== Segment start ==
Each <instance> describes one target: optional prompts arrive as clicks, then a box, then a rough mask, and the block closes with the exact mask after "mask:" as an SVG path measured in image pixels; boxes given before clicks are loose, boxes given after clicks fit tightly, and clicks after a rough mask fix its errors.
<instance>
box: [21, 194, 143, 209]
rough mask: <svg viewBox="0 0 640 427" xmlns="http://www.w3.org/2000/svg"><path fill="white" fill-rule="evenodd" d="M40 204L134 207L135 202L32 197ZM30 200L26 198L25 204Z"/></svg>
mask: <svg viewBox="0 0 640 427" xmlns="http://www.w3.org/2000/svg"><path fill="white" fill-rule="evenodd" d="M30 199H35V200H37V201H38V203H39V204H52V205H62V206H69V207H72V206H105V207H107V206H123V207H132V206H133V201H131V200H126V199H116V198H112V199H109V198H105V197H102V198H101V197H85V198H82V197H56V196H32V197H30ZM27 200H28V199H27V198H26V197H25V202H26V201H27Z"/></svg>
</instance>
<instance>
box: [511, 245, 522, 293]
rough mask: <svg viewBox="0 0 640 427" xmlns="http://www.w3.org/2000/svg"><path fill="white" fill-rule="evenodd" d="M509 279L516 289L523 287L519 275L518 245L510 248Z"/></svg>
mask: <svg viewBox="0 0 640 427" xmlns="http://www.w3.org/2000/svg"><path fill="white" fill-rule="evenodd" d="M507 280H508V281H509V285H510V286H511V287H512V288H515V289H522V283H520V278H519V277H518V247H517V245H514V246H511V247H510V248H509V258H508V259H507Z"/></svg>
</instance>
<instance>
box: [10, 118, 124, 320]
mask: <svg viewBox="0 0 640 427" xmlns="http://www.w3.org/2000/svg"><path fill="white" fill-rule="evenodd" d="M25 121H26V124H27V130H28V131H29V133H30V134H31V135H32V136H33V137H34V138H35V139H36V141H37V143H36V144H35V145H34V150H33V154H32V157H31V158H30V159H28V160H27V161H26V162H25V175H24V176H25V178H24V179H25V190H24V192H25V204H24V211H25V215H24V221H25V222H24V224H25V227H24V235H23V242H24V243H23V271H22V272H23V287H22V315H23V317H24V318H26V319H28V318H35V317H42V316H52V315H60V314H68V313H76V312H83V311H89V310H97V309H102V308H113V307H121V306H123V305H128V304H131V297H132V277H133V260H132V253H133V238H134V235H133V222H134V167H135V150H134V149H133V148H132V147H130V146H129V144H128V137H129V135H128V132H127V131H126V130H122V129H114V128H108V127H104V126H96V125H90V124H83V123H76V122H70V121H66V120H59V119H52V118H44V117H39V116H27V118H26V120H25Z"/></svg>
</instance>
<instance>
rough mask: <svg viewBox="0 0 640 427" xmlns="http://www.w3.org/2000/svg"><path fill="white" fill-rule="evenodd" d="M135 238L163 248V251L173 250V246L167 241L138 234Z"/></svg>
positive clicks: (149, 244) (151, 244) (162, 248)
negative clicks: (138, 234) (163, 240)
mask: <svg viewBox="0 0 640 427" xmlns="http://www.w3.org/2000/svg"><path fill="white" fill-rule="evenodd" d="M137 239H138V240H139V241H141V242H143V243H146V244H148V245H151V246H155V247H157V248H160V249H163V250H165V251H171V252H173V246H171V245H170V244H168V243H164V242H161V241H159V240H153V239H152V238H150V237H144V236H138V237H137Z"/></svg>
== Segment end ==
**What you have to do:** Reproduce all of the items above verbatim, keeping every character and line break unchanged.

**Problem solution:**
Each <instance> describes one target: optional prompts arrive as clicks, then a box, then a rough mask, and the block closes with the exact mask after "mask:" as an SVG path measured in image pixels; boxes given before clicks are loose, boxes given after clicks fit tightly, and clicks after a rough mask fix its errors.
<instance>
box: [21, 194, 143, 209]
rough mask: <svg viewBox="0 0 640 427" xmlns="http://www.w3.org/2000/svg"><path fill="white" fill-rule="evenodd" d="M40 204L134 207L135 202L32 197ZM30 200L26 198L25 204Z"/></svg>
mask: <svg viewBox="0 0 640 427" xmlns="http://www.w3.org/2000/svg"><path fill="white" fill-rule="evenodd" d="M30 199H35V200H37V201H38V203H39V204H52V205H62V206H69V207H72V206H105V207H107V206H123V207H132V206H133V201H131V200H126V199H116V198H112V199H109V198H105V197H102V198H101V197H85V198H82V197H56V196H32V197H30ZM27 200H28V199H27V198H26V197H25V202H26V201H27Z"/></svg>
</instance>
<instance>
box: [511, 245, 522, 293]
rough mask: <svg viewBox="0 0 640 427" xmlns="http://www.w3.org/2000/svg"><path fill="white" fill-rule="evenodd" d="M509 279L516 289L523 287L519 275L518 245L510 248Z"/></svg>
mask: <svg viewBox="0 0 640 427" xmlns="http://www.w3.org/2000/svg"><path fill="white" fill-rule="evenodd" d="M507 280H508V281H509V285H510V286H511V287H512V288H515V289H522V283H520V278H519V277H518V247H517V245H514V246H511V247H510V248H509V258H508V259H507Z"/></svg>
</instance>
<instance>
box: [10, 118, 124, 320]
mask: <svg viewBox="0 0 640 427" xmlns="http://www.w3.org/2000/svg"><path fill="white" fill-rule="evenodd" d="M25 121H26V124H27V130H28V131H29V133H30V134H31V135H32V136H33V137H34V138H35V139H36V141H37V143H36V144H35V145H34V150H33V154H32V157H31V158H30V159H28V160H27V161H26V162H25V175H24V176H25V178H24V179H25V190H24V192H25V204H24V211H25V215H24V221H25V222H24V224H25V227H24V235H23V242H24V243H23V271H22V272H23V287H22V315H23V317H24V318H26V319H28V318H35V317H42V316H52V315H60V314H68V313H76V312H83V311H89V310H97V309H102V308H113V307H121V306H123V305H128V304H131V297H132V277H133V260H132V253H133V238H134V235H133V222H134V167H135V150H134V149H133V148H132V147H130V146H129V144H128V137H129V135H128V132H127V131H126V130H122V129H114V128H108V127H104V126H96V125H90V124H83V123H76V122H70V121H66V120H59V119H52V118H44V117H39V116H27V118H26V120H25Z"/></svg>
</instance>
<instance>
rough mask: <svg viewBox="0 0 640 427" xmlns="http://www.w3.org/2000/svg"><path fill="white" fill-rule="evenodd" d="M135 238L163 248V251L173 250V246L167 241L138 234Z"/></svg>
positive clicks: (149, 244) (151, 244) (162, 248)
negative clicks: (138, 234) (163, 240)
mask: <svg viewBox="0 0 640 427" xmlns="http://www.w3.org/2000/svg"><path fill="white" fill-rule="evenodd" d="M137 239H138V240H139V241H141V242H143V243H146V244H148V245H151V246H155V247H157V248H160V249H163V250H165V251H171V252H173V246H171V245H170V244H168V243H164V242H161V241H159V240H153V239H152V238H150V237H144V236H138V237H137Z"/></svg>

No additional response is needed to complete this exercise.